Per capire un libro è importante anche quello che vi manca: spesso il non-detto rivela la vera agenda dell’autore. E il salon des refusés di Hönes è piuttosto affollato. Vi troviamo ad esempio Edgar Wind (su cui il recente Edgar Wind. Art and Embodiment, Lang, 2024), di cui non è citata nemmeno la celebre, devastante recensione della biografia di Gombrich. Altro refusé è André Jolles, strettissimo amico di Warburg a inizio secolo, e coautore, con lui, di un incompiuto romanzo epistolare sulla Ninfa, figura ideale di giovane donna con i panni mossi dal vento, che personifica il movimento migrando dall’antichità greco-romana al primo Rinascimento, per esempio Ghirlandaio. Hönes cita lo scambio epistolare fra i due, ma come se si trattasse di una corrispondenza reale tra amici, e non di “capitoli” di una sorta di Bildungsroman epistolare programmatico, in cui Jolles si finge innamorato della Ninfa, e Warburg ha il ruolo del filologo che ne addita l’origine in rilievi greci e romani. Per non dire poi che nel salon des refusés di Hönes ci sono quasi tutti gli italiani, da Pasquali a Ginzburg, da Momigliano a Cantimori, da Croce a Praz. E sì che proprio dall’Italia degli anni sessanta-settanta parte la rinnovata fortuna di Warburg, il suo “mito”, come più d’un libro ha spiegato.

La fragilità psichica di Warburg, dice Gombrich e con lui Hönes, lo accompagnò tutta la vita, per esplodere quando la sconfitta della Germania nel 1918 fu evidente. Di qui la degenza nella clinica di Kreuzlingen, fino alla “guarigione” del 1924, che lo riportò ad Amburgo e agli ultimi, frenetici cinque anni di attività, fino alla morte. Tutto giusto, tutto vero: ma talvolta par quasi che Hönes sottoscriva la prima diagnosi della malattia di Warburg, dovuta a Ludwig Binswanger (schizofrenia), mentre risolutiva fu poi la seconda diagnosi, suggerita da Emil Kraepelin (sindrome bipolare). è su questa base che Warburg tornò in piena attività nei suoi ultimi anni, costruì il nuovo edificio della Biblioteca, lavorò a Mnemosyne. E non ha forse ragione Manganelli, quando scrive che la sofferenza psichica è “una delle grandi esperienze iniziatiche della vita, come la pubertà e la morte”?

**Voci del dataset:**
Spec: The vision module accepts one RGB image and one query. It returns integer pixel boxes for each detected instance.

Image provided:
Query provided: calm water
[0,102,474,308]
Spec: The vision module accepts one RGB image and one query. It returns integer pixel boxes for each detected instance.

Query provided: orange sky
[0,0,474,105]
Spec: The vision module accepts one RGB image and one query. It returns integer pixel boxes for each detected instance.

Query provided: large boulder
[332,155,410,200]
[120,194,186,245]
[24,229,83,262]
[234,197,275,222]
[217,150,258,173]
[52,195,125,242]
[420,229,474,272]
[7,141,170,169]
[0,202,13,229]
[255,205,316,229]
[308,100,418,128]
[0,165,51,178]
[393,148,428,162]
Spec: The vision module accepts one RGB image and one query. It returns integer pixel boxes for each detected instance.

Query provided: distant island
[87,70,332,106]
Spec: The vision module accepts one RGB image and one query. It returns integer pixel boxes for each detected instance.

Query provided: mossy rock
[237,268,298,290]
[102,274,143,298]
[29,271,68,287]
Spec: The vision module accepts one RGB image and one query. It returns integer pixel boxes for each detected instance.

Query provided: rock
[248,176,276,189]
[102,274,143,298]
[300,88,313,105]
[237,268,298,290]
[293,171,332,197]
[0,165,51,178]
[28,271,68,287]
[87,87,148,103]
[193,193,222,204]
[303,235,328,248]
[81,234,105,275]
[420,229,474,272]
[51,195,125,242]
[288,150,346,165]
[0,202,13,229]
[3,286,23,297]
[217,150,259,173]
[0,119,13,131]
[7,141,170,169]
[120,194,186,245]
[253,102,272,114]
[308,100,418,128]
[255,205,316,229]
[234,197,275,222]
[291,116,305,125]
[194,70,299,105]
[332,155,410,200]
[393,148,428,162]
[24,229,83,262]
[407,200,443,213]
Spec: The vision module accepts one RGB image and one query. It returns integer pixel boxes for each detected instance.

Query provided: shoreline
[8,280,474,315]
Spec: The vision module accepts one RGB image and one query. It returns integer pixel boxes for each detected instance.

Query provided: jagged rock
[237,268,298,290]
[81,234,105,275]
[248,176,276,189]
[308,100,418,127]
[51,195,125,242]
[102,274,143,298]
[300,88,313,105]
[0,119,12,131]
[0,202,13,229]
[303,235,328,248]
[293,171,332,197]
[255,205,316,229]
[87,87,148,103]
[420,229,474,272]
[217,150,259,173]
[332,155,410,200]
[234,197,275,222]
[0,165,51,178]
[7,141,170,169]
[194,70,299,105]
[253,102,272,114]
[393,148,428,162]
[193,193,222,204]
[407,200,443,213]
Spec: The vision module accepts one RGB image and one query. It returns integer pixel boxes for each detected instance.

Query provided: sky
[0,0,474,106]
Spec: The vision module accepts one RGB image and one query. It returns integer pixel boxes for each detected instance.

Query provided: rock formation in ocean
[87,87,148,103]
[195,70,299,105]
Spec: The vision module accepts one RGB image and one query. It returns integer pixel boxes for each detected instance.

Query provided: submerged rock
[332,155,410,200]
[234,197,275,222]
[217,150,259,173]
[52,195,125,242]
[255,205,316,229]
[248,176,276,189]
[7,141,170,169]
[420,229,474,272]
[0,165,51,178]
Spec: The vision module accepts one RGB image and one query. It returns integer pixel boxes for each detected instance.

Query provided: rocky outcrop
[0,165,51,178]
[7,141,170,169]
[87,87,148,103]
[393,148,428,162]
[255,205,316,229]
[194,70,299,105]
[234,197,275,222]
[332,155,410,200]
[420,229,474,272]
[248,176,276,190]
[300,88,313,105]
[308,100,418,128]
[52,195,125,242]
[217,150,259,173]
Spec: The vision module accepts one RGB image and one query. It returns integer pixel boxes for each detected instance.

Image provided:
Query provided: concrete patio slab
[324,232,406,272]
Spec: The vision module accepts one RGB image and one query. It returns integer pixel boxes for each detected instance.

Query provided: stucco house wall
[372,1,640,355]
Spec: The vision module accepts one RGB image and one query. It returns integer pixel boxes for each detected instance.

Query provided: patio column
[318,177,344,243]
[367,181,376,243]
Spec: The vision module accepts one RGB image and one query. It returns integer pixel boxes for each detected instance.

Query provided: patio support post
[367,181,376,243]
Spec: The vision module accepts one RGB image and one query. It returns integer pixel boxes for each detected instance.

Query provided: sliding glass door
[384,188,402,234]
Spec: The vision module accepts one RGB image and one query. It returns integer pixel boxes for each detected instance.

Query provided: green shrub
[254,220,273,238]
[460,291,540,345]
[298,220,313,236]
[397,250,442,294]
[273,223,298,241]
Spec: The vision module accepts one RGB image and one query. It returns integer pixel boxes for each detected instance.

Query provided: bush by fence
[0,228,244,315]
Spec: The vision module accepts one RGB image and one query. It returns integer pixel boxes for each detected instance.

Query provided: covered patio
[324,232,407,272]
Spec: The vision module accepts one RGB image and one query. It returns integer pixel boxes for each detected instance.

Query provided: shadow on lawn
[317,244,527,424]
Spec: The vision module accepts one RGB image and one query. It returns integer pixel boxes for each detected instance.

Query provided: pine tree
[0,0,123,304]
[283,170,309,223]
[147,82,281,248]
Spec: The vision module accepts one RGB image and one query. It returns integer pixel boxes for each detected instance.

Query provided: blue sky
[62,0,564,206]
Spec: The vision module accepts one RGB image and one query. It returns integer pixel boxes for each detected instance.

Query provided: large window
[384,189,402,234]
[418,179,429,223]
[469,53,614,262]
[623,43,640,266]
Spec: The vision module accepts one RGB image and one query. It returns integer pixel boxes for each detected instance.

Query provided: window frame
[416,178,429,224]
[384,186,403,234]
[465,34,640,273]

**Cosa farai:**
• A. In una-tre frasi, spiega perché, secondo il testo su Warburg, Hönes presenta in modo fuorviante lo scambio di lettere tra Jolles e Warburg.
• B. Scrivi il seguito del testo su Warburg, cominciando subito dopo la domanda su Manganelli che lo chiude.
Per questi compiti le righe non servono.

**Risposte ai compiti:**
• A. Hönes lo cita come una corrispondenza reale tra amici. In realtà quelle lettere sono "capitoli" di una sorta di Bildungsroman epistolare programmatico sulla Ninfa, scritto a quattro mani e rimasto incompiuto. In esso Jolles si finge innamorato della Ninfa e Warburg fa il filologo che ne addita l'origine in rilievi greci e romani.

• B.
Una visione riduttiva di Warburg informa non solo le due biografie di cui stiamo parlando, ma molti altri studi. La struttura delle tavole di Mnemosyne, ad esempio, viene spesso fraintesa, quasi fosse una sorta di collage composto en artiste (così in una mostra a Madrid nel 2010, curata da Didi-Huberman), senza indagarne, invece, la struttura morfologica. Ancor meno intesa è la concezione antropologica e comparativa della storia dell’arte sottesa alla ricerca di Warburg. Così ad esempio nel cruciale confronto fra il “Rinascimento dell’Antichità” fiorentino e il rinnovarsi della grammatica decorativa della ceramica Hopi, che proprio al tempo della sua visita in Arizona (1896) ripescò motivi e forme di cinque secoli prima. Warburg comprò sul posto sia vasi antichi (“stile Sikyatki”) sia quelli (“Sikyatki Revival”) appena prodotti da una ceramista di genio, Nampeyo: conservati al Museum am Rotenbaum di Amburgo, sono stati oggetto di una mostra nel 2022.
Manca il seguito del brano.